#### Çıkarılan metin
MHP Tokat Milletvekili Yücel Bulut, sulama birliklerinin yaşadığı sıkıntılara değindi. Kısa süre önce devletin kontrolü altına alınan birliklerin geriye dönük SGK borçlarının bulunduğunu, 223 milyon lirayı bulan bu borcun birliklerde daha önce görev yapan insanlardan tahsil edilmek istendiğini bildirdi.
Bulut, "Bir enkaz günden güne büyüyerek Anadolu’yu sarmış vaziyettedir. Sulama birliklerinde daha önce görev almış insanların şu an mal varlıklarına 223 milyon lira SGK borcu nedeniyle haciz konulmuş durumda. Bu SGK borçları bir yasa ile silinmelidir. Çünkü insanların bunu ödeme gücü yoktur. Köylerde yaşamak isteyen vatandaşlar üretim yapmak istiyor ancak bu borçlar yüzünden üretim yapamıyor." diye konuştu.
“SULAMA BİRLİKLERİNİN BORÇLARI AFFEDİLMELİ”
2020 Yılı bütçesi hakkındaki son konuşmasını çiftçi ve köylünün içindeki duruma ayıran Milliyetçi Hareket Partisi Tokat Milletvekili Yücel Bulut, çiftçinin kredi faizi yükünden, sulama birliklerinin de borçlardan kurtarılmasını gerektiğini söyledi.
########
#### Veri kesiti
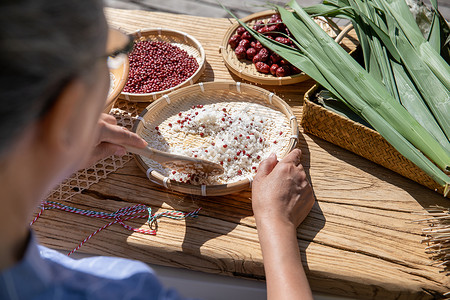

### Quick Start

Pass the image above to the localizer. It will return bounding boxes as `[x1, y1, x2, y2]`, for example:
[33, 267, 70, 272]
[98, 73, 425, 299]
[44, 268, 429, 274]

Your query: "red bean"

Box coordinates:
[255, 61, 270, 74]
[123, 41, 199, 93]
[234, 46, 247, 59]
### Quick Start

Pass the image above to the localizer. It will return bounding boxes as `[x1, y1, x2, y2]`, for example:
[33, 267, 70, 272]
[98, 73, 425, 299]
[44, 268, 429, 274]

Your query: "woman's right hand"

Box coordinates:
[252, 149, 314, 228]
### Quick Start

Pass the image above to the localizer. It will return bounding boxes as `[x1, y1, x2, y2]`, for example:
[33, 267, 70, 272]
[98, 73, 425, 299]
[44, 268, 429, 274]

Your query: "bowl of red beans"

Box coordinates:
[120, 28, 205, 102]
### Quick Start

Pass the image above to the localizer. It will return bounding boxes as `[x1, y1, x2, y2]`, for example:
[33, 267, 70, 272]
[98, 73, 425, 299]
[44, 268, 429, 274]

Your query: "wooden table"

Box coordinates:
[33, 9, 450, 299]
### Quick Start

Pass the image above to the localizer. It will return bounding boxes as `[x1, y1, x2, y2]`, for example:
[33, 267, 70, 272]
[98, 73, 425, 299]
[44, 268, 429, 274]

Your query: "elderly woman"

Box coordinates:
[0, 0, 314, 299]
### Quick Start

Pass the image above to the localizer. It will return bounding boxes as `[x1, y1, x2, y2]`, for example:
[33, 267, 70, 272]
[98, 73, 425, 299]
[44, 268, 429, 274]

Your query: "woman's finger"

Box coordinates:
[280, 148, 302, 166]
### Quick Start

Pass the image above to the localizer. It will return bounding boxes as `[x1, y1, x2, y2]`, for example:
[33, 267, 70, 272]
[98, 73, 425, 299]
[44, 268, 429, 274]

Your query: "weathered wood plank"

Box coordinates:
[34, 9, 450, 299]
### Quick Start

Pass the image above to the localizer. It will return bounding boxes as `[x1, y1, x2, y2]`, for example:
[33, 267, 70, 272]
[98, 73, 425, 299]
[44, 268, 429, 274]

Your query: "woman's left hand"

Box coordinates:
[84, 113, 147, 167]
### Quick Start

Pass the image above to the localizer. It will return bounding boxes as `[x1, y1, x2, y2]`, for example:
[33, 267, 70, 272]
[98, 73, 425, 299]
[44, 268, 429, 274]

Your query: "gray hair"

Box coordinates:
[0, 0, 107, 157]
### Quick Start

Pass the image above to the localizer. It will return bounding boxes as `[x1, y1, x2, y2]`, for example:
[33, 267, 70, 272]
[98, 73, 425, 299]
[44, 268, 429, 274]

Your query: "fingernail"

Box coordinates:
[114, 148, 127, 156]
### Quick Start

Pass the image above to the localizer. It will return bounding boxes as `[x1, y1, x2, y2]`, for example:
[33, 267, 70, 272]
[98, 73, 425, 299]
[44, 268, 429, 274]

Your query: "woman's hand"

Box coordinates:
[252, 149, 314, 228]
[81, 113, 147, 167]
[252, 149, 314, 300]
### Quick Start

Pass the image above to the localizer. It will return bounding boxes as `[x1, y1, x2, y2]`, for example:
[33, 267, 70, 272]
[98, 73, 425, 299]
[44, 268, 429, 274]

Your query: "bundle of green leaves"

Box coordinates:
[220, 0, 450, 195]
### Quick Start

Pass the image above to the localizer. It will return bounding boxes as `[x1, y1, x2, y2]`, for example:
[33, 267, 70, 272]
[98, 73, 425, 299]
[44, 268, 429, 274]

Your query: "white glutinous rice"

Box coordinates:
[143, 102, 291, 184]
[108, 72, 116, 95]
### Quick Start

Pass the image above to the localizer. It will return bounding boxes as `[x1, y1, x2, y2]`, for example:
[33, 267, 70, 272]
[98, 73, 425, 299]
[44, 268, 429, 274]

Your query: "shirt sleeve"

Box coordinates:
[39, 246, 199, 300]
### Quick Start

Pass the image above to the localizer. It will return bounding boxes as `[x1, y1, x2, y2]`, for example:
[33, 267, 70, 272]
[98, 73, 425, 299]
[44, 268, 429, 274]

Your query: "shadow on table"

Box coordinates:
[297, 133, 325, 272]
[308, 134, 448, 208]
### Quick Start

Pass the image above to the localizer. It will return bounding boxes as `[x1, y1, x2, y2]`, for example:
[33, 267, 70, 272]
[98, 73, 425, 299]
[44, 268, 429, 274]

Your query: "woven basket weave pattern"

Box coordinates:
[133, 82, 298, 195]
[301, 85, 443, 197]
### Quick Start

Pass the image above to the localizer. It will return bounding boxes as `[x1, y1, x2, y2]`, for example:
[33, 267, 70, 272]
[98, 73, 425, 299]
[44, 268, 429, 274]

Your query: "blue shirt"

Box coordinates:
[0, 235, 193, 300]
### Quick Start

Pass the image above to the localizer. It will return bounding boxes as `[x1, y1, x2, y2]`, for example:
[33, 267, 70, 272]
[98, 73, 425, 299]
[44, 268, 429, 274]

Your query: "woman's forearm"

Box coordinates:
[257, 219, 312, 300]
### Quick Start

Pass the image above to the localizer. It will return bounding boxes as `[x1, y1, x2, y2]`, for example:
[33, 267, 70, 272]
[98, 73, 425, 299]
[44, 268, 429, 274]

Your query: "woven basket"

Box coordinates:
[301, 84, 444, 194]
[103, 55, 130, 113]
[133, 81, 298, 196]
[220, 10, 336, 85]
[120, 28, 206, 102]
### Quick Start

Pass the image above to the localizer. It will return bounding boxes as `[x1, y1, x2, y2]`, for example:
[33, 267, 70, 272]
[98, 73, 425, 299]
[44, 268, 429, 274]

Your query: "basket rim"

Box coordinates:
########
• _Yapılacak işler_:
1. Sulama birlikleri haberine göre birliklerin geriye dönük SGK borcu ne kadar tutuyor?
2. Sulama birlikleri haberini iki cümleyle özetleyin.
3. Sulama birlikleri haberinde "2020 Yılı bütçesi" ile başlayıp "kurtarılmasını gerektiğini söyledi." ile biten kısmı, "Milliyetçi Hareket Partisi" yerine "MHP" koyarak yeniden yazın.

• _Beklenen çıktılar_:
1. 223 milyon lira.

2. MHP Tokat Milletvekili Yücel Bulut, devletin kontrolüne alınan sulama birliklerinin 223 milyon liralık geriye dönük SGK borcunun birliklerde daha önce görev yapanlardan tahsil edilmek istendiğini ve bu kişilerin mal varlıklarına haciz konulduğunu bildirdi. Bulut, insanların bu borcu ödeme gücü olmadığı için borçların bir yasayla silinmesi, çiftçinin kredi faizi yükünden ve sulama birliklerinin borçlardan kurtarılması gerektiğini söyledi.

3.
2020 Yılı bütçesi hakkındaki son konuşmasını çiftçi ve köylünün içindeki duruma ayıran MHP Tokat Milletvekili Yücel Bulut, çiftçinin kredi faizi yükünden, sulama birliklerinin de borçlardan kurtarılmasını gerektiğini söyledi.